# Start of EXTRACTED DATA

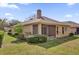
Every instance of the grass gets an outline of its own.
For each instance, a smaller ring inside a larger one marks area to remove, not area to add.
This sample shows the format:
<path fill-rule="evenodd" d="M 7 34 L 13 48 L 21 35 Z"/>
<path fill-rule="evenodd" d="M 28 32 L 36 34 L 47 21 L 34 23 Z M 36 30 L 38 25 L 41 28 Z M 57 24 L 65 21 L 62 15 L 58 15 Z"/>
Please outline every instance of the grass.
<path fill-rule="evenodd" d="M 5 34 L 1 55 L 48 55 L 48 54 L 79 54 L 78 36 L 52 40 L 40 44 L 11 43 L 16 40 Z"/>
<path fill-rule="evenodd" d="M 50 47 L 54 47 L 54 46 L 60 45 L 62 43 L 71 41 L 71 40 L 75 40 L 77 38 L 79 38 L 79 37 L 78 36 L 64 37 L 64 38 L 60 38 L 60 39 L 49 40 L 49 41 L 47 41 L 45 43 L 42 43 L 42 44 L 40 43 L 38 45 L 42 46 L 44 48 L 50 48 Z"/>

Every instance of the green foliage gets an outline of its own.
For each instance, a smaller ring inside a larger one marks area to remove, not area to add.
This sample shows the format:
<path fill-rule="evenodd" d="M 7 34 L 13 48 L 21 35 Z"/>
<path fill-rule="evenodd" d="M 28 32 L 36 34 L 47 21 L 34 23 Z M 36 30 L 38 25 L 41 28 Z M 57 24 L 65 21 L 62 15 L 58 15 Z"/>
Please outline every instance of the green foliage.
<path fill-rule="evenodd" d="M 70 34 L 69 34 L 69 36 L 73 36 L 73 35 L 74 35 L 73 33 L 70 33 Z"/>
<path fill-rule="evenodd" d="M 1 48 L 1 45 L 2 45 L 3 37 L 4 37 L 4 31 L 0 31 L 0 48 Z"/>
<path fill-rule="evenodd" d="M 29 43 L 40 43 L 46 41 L 47 41 L 47 37 L 43 35 L 34 35 L 32 37 L 27 38 L 27 42 Z"/>
<path fill-rule="evenodd" d="M 22 33 L 22 26 L 21 26 L 21 24 L 15 25 L 15 26 L 14 26 L 14 31 L 15 31 L 16 33 Z"/>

# End of EXTRACTED DATA

== WORK TO DO ==
Can you reproduce the stretch of the material from the line containing "Every instance of the green foliage gets" through the end of the material, keeping every line including the requests, while offsetting each coordinate in the answer outlines by -135 and leaving the format sample's coordinates unchanged?

== THE RESULT ==
Every instance of the green foliage gets an outline of its own.
For each instance, a smaller ring inside a larger one marks area to remove, not area to add.
This sample shows the format:
<path fill-rule="evenodd" d="M 7 34 L 13 48 L 21 35 Z"/>
<path fill-rule="evenodd" d="M 28 32 L 36 34 L 47 21 L 34 23 Z M 36 30 L 38 25 L 41 28 Z M 57 24 L 65 21 L 62 15 L 58 15 Z"/>
Please outline every instance of the green foliage.
<path fill-rule="evenodd" d="M -65 -101 L -66 -101 L -66 -99 L -62 -99 L -62 -100 L -61 -100 L -62 -102 L -65 -102 Z"/>
<path fill-rule="evenodd" d="M -134 -87 L -134 -90 L -133 -90 L -132 -98 L -131 -98 L -131 -104 L -135 -104 L -135 -87 Z"/>
<path fill-rule="evenodd" d="M -106 -92 L -95 -92 L -89 -94 L -88 -94 L -88 -98 L -92 -100 L -101 -100 L -103 -98 L -108 -97 L -108 -93 Z"/>
<path fill-rule="evenodd" d="M -113 -102 L -113 -109 L -114 -109 L -114 -111 L -120 -110 L -120 -109 L -121 -109 L -121 -104 L -120 -104 L -119 -102 Z"/>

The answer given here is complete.